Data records
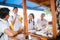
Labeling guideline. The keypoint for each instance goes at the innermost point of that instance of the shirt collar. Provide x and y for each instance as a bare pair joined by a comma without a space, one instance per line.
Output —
3,20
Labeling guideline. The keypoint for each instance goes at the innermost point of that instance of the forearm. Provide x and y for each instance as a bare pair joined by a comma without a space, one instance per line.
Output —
20,30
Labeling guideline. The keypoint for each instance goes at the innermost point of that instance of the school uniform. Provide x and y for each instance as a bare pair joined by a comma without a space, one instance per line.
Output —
41,23
17,24
3,26
31,25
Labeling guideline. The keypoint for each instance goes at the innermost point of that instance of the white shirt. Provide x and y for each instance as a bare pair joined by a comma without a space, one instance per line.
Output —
31,25
41,24
4,25
18,24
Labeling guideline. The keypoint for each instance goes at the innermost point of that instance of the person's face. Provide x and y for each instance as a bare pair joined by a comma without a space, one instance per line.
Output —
7,17
30,17
42,16
15,11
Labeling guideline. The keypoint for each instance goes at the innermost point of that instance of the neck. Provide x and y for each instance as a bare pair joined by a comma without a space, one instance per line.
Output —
30,19
5,19
41,18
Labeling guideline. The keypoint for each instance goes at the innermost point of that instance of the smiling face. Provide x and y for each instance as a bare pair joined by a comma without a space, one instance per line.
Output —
42,16
15,11
31,16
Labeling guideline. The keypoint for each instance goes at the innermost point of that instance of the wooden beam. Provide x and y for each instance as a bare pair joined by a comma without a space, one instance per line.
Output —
25,18
52,2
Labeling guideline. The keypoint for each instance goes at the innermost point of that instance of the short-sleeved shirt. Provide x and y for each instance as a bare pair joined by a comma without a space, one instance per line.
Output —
42,23
31,25
3,26
17,24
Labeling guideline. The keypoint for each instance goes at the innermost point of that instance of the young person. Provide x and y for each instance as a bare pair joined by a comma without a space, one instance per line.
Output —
31,22
4,25
16,22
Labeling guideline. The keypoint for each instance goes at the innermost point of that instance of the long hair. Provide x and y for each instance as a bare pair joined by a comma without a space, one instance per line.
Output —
33,18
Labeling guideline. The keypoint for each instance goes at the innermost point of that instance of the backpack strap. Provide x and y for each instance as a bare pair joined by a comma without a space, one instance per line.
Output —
1,33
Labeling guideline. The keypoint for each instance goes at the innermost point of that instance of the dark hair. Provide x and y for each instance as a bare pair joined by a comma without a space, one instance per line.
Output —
33,18
4,12
15,8
42,14
32,15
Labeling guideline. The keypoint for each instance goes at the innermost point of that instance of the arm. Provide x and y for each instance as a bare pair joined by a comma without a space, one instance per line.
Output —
20,30
10,33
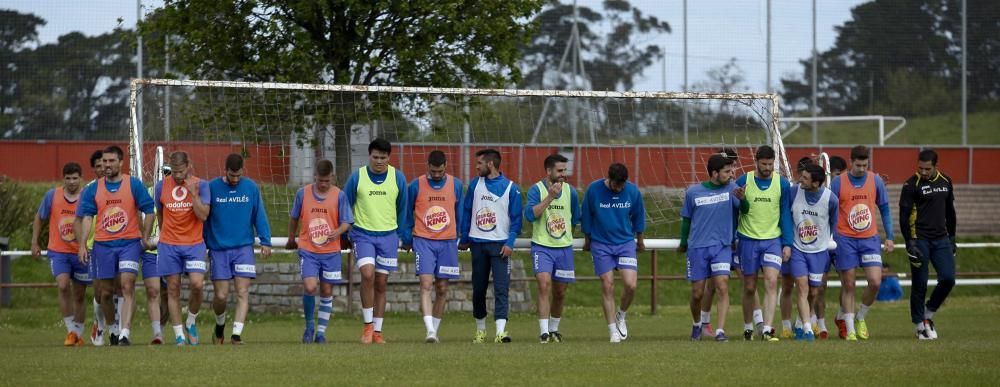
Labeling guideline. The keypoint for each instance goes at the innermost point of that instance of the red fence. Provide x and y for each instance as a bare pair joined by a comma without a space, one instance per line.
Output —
42,161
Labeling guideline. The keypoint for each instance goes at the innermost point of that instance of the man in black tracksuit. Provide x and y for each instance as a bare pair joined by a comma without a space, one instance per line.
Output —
927,218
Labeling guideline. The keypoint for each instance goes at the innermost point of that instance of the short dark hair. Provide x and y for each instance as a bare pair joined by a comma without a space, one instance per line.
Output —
234,162
436,158
96,156
816,173
717,162
490,155
803,163
550,162
71,168
928,155
764,152
838,163
380,144
860,152
116,150
324,168
618,173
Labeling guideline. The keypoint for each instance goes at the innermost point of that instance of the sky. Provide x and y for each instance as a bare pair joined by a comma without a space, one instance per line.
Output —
717,30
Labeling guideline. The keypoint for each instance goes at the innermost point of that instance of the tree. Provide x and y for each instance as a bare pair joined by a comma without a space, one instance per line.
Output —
443,43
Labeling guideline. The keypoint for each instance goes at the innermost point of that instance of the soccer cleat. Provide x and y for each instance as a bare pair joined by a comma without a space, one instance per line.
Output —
931,330
367,333
622,327
236,340
192,334
480,337
862,329
220,334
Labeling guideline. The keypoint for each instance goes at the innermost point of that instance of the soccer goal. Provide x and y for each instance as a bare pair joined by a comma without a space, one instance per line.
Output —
282,129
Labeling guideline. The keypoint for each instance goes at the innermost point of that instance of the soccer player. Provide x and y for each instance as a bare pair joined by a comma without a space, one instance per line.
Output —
116,200
814,212
837,166
325,215
553,209
183,204
613,214
765,236
491,220
927,219
378,198
707,224
58,208
858,242
431,231
237,216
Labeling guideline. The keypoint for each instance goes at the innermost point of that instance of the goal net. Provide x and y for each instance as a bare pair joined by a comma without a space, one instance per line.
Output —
663,139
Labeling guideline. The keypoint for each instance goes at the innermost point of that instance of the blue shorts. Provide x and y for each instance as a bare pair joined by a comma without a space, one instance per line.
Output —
381,251
149,265
324,266
173,260
436,257
66,263
556,261
853,252
109,261
235,262
712,261
756,254
613,257
813,265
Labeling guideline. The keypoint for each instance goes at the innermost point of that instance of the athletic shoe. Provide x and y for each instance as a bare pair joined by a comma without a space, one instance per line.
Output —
841,328
695,333
931,330
236,340
862,329
192,334
367,333
706,329
620,323
480,337
220,334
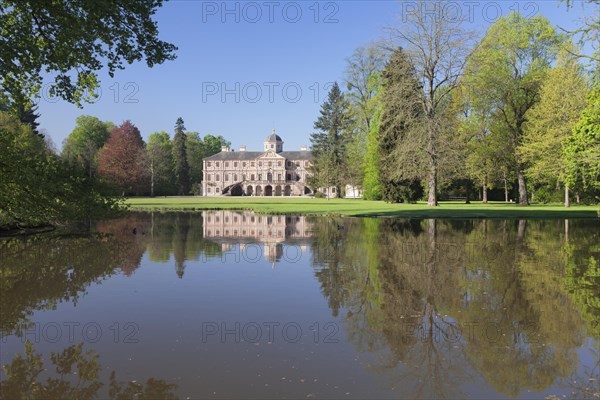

## Exercise details
Determine how many lines in the data above contain the string "goal", and state only that number.

## Correct output
2